# WRITTEN INSTRUCTION
Reproduce every line of the listing below verbatim, without any change.

# STORED RECORDS
◆ ◆ ◆ ◆ ◆
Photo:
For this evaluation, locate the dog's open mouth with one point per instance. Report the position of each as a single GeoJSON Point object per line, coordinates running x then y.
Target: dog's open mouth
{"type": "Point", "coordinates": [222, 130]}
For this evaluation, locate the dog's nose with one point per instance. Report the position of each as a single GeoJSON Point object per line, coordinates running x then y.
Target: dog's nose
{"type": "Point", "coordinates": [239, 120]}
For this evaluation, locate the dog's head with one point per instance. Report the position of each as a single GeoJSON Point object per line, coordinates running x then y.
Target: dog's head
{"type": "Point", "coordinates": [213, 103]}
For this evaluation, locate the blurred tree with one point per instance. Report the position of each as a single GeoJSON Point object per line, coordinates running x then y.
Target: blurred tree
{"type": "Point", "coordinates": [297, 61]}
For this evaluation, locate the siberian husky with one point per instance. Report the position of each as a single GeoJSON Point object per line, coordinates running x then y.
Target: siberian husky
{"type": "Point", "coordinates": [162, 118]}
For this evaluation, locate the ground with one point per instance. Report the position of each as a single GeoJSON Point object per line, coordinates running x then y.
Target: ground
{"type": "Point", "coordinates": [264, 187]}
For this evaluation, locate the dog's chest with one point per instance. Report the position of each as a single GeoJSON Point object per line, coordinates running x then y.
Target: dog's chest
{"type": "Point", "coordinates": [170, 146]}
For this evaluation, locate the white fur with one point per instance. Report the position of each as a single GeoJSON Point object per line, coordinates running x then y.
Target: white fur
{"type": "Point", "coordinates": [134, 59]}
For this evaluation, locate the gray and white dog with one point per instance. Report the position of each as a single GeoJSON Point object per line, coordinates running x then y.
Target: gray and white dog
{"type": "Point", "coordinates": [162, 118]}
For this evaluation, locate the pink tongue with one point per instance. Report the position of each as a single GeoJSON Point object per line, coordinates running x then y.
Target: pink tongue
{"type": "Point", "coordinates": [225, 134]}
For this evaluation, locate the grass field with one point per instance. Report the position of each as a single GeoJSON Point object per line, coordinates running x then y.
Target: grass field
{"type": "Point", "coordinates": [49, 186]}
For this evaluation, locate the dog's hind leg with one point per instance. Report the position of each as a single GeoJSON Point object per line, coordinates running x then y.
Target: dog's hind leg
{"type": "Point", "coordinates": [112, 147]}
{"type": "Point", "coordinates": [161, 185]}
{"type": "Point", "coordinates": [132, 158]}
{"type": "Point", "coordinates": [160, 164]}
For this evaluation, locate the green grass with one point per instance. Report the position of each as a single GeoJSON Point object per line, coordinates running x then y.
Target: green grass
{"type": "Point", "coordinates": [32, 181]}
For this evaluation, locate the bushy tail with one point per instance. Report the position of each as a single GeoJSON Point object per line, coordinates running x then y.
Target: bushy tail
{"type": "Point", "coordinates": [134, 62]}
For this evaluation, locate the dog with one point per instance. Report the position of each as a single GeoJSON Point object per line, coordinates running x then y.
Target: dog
◆ ◆ ◆ ◆ ◆
# SOLUTION
Photo:
For this evaluation, locate the dog's open mouth with one point per instance. Report the position of each as a single GeoJSON Point object per line, coordinates running x then y.
Target: dog's open mouth
{"type": "Point", "coordinates": [222, 130]}
For this evaluation, locate the dog's nose with one point per instance. Report the position of each as a single GeoJSON Point object per line, coordinates running x then y.
Target: dog's nose
{"type": "Point", "coordinates": [239, 120]}
For this evaluation, locate the dog's head with one point per instance. Report the position of each as a single GeoJSON Point object per line, coordinates running x then y.
Target: dog's head
{"type": "Point", "coordinates": [213, 103]}
For this evaluation, locate the blurred tree with one point per instance. Report the position of each as a single GeoJSON Point object per line, coordinates running x then y.
Target: blurred tree
{"type": "Point", "coordinates": [297, 61]}
For this evaluation, locate the siberian husky with one point per instance. Report the position of each as a single GeoJSON Point object per line, coordinates running x then y.
Target: siberian husky
{"type": "Point", "coordinates": [162, 118]}
For this evaluation, locate the ground with one point per instance. Report the position of each as a single GeoJSON Point object per line, coordinates running x then y.
Target: ground
{"type": "Point", "coordinates": [264, 187]}
For this evaluation, locate the dog's chest with one point per instance. Report the position of each as a single GeoJSON Point object per line, coordinates running x then y.
Target: dog's chest
{"type": "Point", "coordinates": [170, 146]}
For this evaluation, locate the white fur with one point per instance. Report the position of each as a single GeoJSON Point object per line, coordinates running x then y.
Target: white fur
{"type": "Point", "coordinates": [134, 59]}
For this evaluation, locate the gray and white dog with one point per instance. Report the position of each as a single GeoJSON Point object per line, coordinates running x then y.
Target: gray and white dog
{"type": "Point", "coordinates": [162, 118]}
For this evaluation, locate the pink tongue with one point per instance. Report the position of each as a single GeoJSON Point object per line, coordinates running x then y.
Target: pink tongue
{"type": "Point", "coordinates": [225, 134]}
For this evaluation, locate the grass field with one point per instance. Report the position of each as a single GeoJSON Point object per line, coordinates running x then y.
Target: grass field
{"type": "Point", "coordinates": [49, 186]}
For this evaluation, locate the dog's hind leg with one point per instance. Report the position of each as a single GeoJSON Point object per line, coordinates running x then y.
Target: dog's hind leg
{"type": "Point", "coordinates": [112, 147]}
{"type": "Point", "coordinates": [161, 185]}
{"type": "Point", "coordinates": [132, 158]}
{"type": "Point", "coordinates": [160, 164]}
For this evaluation, locate the green grass with one point per instance. Report the position of each as a single GeoJSON Point object per line, coordinates running x then y.
Target: green grass
{"type": "Point", "coordinates": [32, 181]}
For this evaluation, locate the bushy tail with one point per instance. Report the position of each as a single GeoJSON Point object per line, coordinates running x then y.
Target: bushy tail
{"type": "Point", "coordinates": [134, 62]}
For this evaluation, locate the dog with one point per instance. Report the position of each as a single GeoJSON Point object per line, coordinates running x then y.
Target: dog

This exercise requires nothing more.